### EXERCISE DETAILS
Copy out every line holding the string "checkered" from the records below.
*** Opening of SUPPLIED MATERIAL ***
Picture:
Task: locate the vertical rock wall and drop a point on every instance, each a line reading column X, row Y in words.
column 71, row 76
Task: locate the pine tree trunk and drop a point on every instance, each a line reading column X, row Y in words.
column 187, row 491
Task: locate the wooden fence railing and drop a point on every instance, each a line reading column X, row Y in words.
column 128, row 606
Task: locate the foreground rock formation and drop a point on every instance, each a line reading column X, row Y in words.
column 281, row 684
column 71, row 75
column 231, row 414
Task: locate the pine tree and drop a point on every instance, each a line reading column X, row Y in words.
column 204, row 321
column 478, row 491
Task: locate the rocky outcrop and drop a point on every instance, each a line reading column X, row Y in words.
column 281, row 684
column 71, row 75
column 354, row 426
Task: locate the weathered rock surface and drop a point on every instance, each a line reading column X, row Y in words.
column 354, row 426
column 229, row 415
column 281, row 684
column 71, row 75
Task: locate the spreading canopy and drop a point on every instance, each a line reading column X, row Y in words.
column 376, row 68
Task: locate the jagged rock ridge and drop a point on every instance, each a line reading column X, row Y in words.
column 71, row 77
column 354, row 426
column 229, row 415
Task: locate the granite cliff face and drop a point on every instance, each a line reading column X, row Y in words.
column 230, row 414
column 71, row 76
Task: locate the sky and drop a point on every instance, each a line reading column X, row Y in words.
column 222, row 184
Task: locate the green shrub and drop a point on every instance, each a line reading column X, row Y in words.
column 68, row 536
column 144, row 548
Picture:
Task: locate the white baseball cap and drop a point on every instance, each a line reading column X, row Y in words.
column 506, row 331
*** Close of SUPPLIED MATERIAL ***
*** Opening of SUPPLIED MATERIAL ***
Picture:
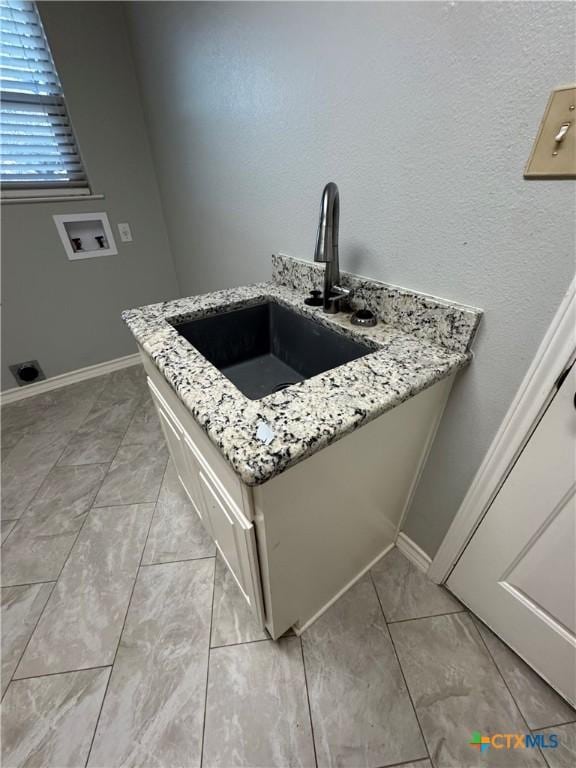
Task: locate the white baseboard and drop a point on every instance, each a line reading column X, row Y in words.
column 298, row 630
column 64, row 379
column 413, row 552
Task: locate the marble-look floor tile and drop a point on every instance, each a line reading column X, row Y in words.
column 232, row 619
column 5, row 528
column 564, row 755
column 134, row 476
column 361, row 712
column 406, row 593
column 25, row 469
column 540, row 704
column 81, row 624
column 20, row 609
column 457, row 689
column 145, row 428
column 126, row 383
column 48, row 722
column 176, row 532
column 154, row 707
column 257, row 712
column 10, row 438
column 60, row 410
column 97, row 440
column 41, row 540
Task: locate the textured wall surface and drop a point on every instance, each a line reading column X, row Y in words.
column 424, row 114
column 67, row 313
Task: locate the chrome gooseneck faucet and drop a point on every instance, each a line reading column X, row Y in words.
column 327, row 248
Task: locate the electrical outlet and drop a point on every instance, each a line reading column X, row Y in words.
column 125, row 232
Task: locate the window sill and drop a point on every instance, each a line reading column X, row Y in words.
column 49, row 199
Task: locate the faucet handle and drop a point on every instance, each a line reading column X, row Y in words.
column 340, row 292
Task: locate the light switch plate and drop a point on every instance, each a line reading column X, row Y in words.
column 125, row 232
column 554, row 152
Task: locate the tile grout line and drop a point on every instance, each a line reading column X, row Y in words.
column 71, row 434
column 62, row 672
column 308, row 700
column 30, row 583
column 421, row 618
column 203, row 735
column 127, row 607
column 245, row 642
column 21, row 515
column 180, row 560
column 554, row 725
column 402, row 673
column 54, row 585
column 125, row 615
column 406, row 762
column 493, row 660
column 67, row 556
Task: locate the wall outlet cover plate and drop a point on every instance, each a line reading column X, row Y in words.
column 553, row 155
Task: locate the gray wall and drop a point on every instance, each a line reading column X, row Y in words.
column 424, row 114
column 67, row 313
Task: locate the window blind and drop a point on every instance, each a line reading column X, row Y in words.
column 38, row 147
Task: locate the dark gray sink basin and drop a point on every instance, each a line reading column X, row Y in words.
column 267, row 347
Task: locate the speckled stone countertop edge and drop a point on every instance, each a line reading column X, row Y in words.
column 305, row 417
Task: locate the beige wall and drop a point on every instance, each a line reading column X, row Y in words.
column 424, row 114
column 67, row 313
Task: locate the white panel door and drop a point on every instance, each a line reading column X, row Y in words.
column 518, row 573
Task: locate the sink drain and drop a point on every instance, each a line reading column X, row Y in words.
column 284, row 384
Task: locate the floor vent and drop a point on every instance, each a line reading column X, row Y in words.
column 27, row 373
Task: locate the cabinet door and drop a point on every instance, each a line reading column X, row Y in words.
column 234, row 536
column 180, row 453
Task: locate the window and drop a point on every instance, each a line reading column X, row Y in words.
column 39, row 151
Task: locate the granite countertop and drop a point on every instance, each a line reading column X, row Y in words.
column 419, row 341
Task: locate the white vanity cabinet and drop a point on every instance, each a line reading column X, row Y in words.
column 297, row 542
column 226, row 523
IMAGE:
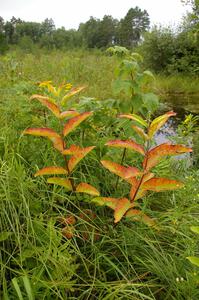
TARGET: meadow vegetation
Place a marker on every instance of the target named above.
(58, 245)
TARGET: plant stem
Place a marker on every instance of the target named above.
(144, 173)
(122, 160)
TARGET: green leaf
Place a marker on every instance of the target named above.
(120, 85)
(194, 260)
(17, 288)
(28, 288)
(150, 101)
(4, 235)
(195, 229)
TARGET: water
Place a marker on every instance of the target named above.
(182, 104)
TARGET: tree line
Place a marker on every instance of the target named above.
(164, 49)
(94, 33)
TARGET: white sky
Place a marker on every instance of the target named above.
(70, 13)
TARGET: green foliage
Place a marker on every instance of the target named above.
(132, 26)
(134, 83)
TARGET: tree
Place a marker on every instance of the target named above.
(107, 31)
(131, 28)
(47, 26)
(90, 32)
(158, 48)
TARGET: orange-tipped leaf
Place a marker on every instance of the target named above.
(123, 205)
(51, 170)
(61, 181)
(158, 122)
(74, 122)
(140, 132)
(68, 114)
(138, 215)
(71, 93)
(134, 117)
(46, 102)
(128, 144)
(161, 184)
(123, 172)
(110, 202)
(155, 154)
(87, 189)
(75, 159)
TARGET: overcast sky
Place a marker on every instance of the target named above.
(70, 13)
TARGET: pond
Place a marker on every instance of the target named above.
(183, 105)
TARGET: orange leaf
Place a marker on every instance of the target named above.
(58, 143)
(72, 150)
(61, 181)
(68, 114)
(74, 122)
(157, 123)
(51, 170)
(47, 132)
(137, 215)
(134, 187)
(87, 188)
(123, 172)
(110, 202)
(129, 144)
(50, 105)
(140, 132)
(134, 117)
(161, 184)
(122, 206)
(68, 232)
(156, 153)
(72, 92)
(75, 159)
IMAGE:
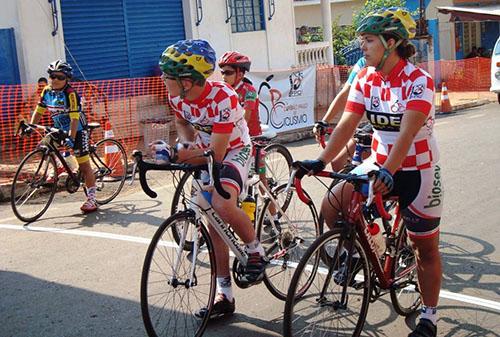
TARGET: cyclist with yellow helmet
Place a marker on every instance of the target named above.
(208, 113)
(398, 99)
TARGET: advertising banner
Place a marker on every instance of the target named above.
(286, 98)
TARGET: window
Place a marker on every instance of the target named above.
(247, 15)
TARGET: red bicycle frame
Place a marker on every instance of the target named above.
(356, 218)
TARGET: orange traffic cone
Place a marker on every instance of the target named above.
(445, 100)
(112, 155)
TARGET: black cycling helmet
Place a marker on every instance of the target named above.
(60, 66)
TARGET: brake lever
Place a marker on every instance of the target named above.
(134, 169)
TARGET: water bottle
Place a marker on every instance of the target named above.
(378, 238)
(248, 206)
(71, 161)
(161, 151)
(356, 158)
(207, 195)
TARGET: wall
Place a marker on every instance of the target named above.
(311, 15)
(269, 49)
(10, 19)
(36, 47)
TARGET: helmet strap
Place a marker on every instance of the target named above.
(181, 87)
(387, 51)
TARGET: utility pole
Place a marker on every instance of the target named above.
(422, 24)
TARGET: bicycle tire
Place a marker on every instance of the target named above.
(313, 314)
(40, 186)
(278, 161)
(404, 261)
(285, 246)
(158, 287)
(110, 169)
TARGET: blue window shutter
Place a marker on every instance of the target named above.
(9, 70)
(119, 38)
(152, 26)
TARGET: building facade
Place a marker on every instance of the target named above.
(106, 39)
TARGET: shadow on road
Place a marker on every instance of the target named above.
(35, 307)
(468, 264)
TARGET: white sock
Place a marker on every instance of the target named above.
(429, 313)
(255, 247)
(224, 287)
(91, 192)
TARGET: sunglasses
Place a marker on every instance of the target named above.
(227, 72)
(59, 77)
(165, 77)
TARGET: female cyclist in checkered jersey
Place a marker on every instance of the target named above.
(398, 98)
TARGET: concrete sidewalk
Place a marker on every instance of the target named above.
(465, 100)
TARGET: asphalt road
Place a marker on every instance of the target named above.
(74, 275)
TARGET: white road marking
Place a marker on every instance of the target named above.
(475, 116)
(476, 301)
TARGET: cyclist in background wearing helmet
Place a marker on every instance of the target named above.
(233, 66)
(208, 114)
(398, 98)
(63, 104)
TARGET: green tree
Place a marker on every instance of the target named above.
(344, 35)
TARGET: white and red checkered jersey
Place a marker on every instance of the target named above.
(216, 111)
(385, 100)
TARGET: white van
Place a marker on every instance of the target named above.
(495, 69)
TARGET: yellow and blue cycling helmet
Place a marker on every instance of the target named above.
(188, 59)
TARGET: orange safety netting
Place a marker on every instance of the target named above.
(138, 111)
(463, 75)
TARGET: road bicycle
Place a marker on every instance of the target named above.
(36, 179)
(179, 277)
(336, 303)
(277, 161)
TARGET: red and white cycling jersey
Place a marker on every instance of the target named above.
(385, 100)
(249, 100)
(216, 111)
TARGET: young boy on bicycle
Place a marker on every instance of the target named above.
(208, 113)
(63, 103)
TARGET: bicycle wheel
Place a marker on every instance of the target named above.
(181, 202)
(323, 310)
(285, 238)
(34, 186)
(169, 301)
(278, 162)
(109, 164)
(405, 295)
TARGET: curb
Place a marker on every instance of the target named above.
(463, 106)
*** Close of SUPPLIED MATERIAL ***
### WRITTEN RESPONSE
TARGET: female cyclist in checkered jersey
TARGET: white and red checkered jersey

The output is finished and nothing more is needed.